# Testo fornito
———
E’ stata la premeditazione subdola l’elemento chiave di quello  che è successo ieri in Francia. Don Jacques Hamel è stato trucidato in nome di Allah mentre celebrava messa nella piccola chiesa di Saint-Etienne-du-Rouvray. A lui non hanno chiesto di recitare i versetti del Corano – come agli occidentali macellati a Dacca -, ma, hanno aspettato che l’infedele, il rappresentante di Cristo in terra, stesse in chiesa, con addosso i paramenti sacri e celebrasse l’eucarestia, per sgozzarlo.  

Eppure c’è poco di sorprendente se le lame dell’islam sono sempre più affilate, e se il sangue degli infedeli continua a scorrere. A inizio mese è stato presentato al Parlamento europeo il rapporto annuale sulla libertà di religione e di credo. E il dato che emerge con chiarezza, senza tergiversare troppo, è che la libertà religiosa nel mondo è minacciata dall’islam.
———
# Elenco fornito
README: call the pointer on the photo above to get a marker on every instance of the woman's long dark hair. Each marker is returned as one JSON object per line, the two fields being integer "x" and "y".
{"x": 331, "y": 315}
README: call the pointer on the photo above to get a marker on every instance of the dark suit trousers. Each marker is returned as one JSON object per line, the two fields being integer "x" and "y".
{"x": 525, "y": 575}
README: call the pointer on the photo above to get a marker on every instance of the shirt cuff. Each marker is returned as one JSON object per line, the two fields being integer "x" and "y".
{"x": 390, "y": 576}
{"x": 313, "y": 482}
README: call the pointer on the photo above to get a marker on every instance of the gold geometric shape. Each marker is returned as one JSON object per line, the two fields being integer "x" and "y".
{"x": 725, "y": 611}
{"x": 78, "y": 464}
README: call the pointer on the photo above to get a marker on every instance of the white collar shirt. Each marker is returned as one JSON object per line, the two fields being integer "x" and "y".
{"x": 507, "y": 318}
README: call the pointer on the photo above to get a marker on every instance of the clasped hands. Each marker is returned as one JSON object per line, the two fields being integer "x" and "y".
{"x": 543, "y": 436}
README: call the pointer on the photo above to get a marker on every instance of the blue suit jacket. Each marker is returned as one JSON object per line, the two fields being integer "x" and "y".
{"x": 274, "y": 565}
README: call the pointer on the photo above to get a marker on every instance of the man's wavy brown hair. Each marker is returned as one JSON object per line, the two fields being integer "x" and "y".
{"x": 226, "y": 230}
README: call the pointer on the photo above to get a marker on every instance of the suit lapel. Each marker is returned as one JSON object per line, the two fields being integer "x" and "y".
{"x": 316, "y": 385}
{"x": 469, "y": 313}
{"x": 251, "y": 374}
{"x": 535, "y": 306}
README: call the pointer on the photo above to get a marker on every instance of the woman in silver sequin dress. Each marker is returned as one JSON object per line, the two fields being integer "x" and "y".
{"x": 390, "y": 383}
———
# Compito assegnato 1
Ricopia fedelmente la parte dell'elenco che comincia con la riga contenente "of the man's" e prosegue fino alla fine dell'elenco, entrambe le estremità incluse.
# Compito assegnato 2
Scrivi il seguito del testo sull'uccisione di don Jacques Hamel, riprendendo subito dopo la sua ultima frase.

# Risultato 1
README: call the pointer on the photo above to get a marker on every instance of the man's wavy brown hair. Each marker is returned as one JSON object per line, the two fields being integer "x" and "y".
{"x": 226, "y": 230}
README: call the pointer on the photo above to get a marker on every instance of the suit lapel. Each marker is returned as one JSON object per line, the two fields being integer "x" and "y".
{"x": 316, "y": 385}
{"x": 469, "y": 313}
{"x": 251, "y": 374}
{"x": 535, "y": 306}
README: call the pointer on the photo above to get a marker on every instance of the woman in silver sequin dress. Each marker is returned as one JSON object per line, the two fields being integer "x" and "y".
{"x": 390, "y": 383}

# Risultato 2
Cinque le aree su cui è stato concetrato il lavoro: Medio Oriente, Africa subsahariana e nord Africa, Asia e Oceania e le Americhe. Rileggerlo, alla luce di quello che è successo negli ultimi due mesi, lascia basiti rispetto all’indifferenza dei media e dei governi. E’ descritto in maniera evidente quanto l’islam entri in ogni cosa. Penetra in ogni aspetto dai rapporti personali – se parlo con un uomo o con una donna, è l’islam a deciderlo, frequentare uno straniero è possibile solo in seguito alla certezza che sia credente e musulmano – fino alle scelte sociali, politiche, commerciali. Dal rapporto vengono fuori tantissime situazioni drammatiche, e scorrono le pagine delle dimensioni della violazione di un diritto fondamentale.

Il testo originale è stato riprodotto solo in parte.